**Record excerpts:**

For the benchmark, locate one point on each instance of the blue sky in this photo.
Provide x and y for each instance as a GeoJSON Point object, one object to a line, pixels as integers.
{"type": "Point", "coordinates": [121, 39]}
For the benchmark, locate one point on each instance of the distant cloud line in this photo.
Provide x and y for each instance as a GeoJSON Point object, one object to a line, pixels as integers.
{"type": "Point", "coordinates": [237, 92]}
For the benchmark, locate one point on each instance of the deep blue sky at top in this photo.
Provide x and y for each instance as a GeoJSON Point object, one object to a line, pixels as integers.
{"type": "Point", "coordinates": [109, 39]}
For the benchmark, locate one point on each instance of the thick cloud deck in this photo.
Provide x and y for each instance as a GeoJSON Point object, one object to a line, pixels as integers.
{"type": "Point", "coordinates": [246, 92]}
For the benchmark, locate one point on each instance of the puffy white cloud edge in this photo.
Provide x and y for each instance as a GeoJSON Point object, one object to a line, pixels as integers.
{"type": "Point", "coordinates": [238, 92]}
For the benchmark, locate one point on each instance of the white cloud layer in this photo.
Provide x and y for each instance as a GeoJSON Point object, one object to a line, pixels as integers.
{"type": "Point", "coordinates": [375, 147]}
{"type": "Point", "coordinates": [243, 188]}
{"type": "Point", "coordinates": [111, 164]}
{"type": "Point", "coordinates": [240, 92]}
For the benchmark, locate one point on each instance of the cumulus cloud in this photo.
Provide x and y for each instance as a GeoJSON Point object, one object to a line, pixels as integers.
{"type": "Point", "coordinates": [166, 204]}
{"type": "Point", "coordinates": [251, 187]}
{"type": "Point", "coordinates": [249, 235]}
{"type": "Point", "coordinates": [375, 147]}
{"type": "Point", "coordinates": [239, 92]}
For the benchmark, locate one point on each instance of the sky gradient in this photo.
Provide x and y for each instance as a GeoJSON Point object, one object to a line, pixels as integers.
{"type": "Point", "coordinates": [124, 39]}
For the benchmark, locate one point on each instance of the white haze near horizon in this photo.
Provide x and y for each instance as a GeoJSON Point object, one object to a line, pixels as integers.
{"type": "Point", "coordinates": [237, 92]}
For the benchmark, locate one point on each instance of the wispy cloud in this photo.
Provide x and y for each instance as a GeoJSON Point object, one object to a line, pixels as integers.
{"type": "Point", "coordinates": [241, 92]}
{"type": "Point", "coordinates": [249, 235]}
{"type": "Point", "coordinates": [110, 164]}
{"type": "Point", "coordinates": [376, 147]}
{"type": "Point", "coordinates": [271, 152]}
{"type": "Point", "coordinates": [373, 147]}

* * *

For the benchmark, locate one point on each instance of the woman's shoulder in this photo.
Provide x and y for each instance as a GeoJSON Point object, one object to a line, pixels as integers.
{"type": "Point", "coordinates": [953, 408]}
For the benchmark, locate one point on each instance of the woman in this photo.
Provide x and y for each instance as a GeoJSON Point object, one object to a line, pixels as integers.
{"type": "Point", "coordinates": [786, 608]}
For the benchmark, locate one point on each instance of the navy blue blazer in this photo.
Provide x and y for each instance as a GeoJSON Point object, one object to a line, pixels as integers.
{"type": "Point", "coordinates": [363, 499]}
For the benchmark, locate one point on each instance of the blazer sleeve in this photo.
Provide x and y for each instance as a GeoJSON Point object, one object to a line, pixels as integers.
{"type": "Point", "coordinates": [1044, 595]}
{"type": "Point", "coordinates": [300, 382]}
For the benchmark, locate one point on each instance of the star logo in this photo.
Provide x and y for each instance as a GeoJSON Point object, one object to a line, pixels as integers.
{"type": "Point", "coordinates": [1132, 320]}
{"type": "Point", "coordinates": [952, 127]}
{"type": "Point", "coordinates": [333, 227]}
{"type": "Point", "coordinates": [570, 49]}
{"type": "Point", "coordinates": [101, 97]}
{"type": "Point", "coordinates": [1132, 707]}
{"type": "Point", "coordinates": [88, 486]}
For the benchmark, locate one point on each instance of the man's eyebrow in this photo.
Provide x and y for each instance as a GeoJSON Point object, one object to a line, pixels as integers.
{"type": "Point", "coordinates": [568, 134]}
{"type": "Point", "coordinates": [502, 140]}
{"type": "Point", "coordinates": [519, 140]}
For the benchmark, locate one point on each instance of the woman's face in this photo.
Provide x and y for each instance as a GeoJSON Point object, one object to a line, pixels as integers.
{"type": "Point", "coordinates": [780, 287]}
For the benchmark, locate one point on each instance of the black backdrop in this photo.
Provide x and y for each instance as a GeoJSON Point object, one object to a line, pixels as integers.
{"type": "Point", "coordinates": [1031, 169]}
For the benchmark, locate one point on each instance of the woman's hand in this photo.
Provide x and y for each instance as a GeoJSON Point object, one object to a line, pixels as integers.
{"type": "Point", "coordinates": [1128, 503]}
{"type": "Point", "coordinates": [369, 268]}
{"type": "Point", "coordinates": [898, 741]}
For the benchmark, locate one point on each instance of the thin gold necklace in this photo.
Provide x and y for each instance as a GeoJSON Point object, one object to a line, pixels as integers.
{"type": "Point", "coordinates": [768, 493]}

**The request:** State how many lines of the items above contain the word "white", treating case as significant, and give only that number.

**Solution to the problem:** 3